[Start of Task data]

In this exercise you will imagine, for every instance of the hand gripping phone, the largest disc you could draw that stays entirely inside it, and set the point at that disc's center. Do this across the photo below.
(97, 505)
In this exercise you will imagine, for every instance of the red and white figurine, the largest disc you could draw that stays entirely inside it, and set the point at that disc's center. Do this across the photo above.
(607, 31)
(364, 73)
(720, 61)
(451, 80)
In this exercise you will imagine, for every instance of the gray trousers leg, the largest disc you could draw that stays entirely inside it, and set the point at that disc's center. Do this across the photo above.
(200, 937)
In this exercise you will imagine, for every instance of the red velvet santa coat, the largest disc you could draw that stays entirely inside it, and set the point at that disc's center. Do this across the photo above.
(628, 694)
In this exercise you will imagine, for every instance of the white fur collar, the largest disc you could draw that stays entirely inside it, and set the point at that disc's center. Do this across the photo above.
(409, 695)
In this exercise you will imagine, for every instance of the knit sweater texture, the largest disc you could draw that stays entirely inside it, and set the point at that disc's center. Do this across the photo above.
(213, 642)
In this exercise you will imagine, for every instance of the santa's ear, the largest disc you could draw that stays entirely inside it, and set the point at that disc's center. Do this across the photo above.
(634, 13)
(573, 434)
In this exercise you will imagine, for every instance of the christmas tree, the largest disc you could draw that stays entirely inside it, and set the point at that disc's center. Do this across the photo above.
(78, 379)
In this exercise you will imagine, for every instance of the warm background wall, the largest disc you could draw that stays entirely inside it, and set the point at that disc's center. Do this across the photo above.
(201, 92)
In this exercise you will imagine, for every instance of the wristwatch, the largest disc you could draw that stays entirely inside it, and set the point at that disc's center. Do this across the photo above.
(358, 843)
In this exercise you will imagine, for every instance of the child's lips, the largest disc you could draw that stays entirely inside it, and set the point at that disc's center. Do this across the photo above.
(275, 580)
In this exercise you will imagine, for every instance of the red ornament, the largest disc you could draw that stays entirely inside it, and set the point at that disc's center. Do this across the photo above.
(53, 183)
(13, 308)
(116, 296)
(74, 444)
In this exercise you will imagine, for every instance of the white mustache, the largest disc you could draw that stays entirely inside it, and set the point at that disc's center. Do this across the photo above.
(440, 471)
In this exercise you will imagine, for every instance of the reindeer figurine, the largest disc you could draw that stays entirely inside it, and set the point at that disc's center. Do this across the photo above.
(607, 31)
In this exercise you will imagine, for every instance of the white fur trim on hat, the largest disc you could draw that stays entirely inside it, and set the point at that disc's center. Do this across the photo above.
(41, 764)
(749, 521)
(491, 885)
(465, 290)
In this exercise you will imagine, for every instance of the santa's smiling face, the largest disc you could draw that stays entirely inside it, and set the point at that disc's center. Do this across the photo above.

[End of Task data]

Reproduce all of the records above word for word, keeping them in the same order.

In this exercise you will imagine, for every instance of the hand gripping phone, the largest disc you could draw that stays entirely inside it, and set the point at that disc's center. Do this across the photo below.
(97, 505)
In this exercise you will imagine, for every instance of the red and white figurine, the largest disc you could draw that stays entirely inside it, and set the point at that disc's center. Do this across the photo above.
(607, 31)
(364, 73)
(720, 61)
(451, 80)
In this exercise you will imagine, for every instance of the gray trousers leg, the largest disc you could draw that stays entirely inside it, and set the point at that disc's center. Do this across the photo above.
(200, 937)
In this exercise you will imagine, for every instance of the red velvet santa coat, the largest disc you could draw that stays entirely inside it, and set the point at that disc's center. Do this across the photo above.
(628, 694)
In this exercise you will imagine, for every instance of the white fur collar, the largest disc you could draw that stays entirely inside it, and set the point at that disc's center. Do this across the photo above.
(409, 695)
In this exercise you will imagine, for every instance of the knit sweater texture, the largest disc you could draw that stays entirely inside it, and set the point at that disc's center. Do this across the photo above.
(213, 642)
In this exercise you will imagine, for every instance of the santa's ear, the largest disc you could draw that stays entirely inside it, and set the point at that disc's center. Do this across the photo above.
(634, 13)
(573, 434)
In this exercise you will imagine, for every instance of the christmas tree, the largest disc you could draw that stays entirely inside it, and set the point at that disc's center. Do this across the photo above.
(78, 379)
In this exercise you will imagine, for every instance of the warm background wall, the largest disc you could draw that stays entirely inside it, and set the point at that disc's center. Do this across the photo above.
(201, 92)
In this exercise you will imagine, for every instance of the wristwatch, the largest disc you could draw that stays entirely inside it, and set the point at that disc's center. Do this across the photo above.
(358, 843)
In this exercise you will imagine, for every instance of the child's lips, the largest disc you could draw that stays entirely inside it, and set the point at that disc's center. Do this across the photo above.
(275, 580)
In this exercise you will imagine, for every instance of the red ornament, the largest disc you could draw that stays entirely inside it, and set the point at that disc's center. Do this across the photo above.
(53, 183)
(13, 308)
(116, 296)
(74, 444)
In this exercise you will imagine, for every instance of the white mustache, the largest disc you could draw that stays entirely inside it, and set the point at that disc's center. Do this across the photo above.
(440, 471)
In this exercise you will imagine, for every instance of the reindeer figurine, the largest disc you could draw that stays entirely inside it, and set the point at that disc's center. Do this across the photo above.
(607, 31)
In this exercise you will imagine, for every instance of the white fur trim on hat, the largest disc you could draw that stays entirely inside it, and set the point at that disc's center. Do this across the photo above.
(41, 764)
(749, 521)
(491, 885)
(465, 290)
In this exercise you will imagine, for every instance of the santa's smiling face, the largest disc you could draw that stays entirely inside it, and set the point at that disc's center. Do this across the photo above.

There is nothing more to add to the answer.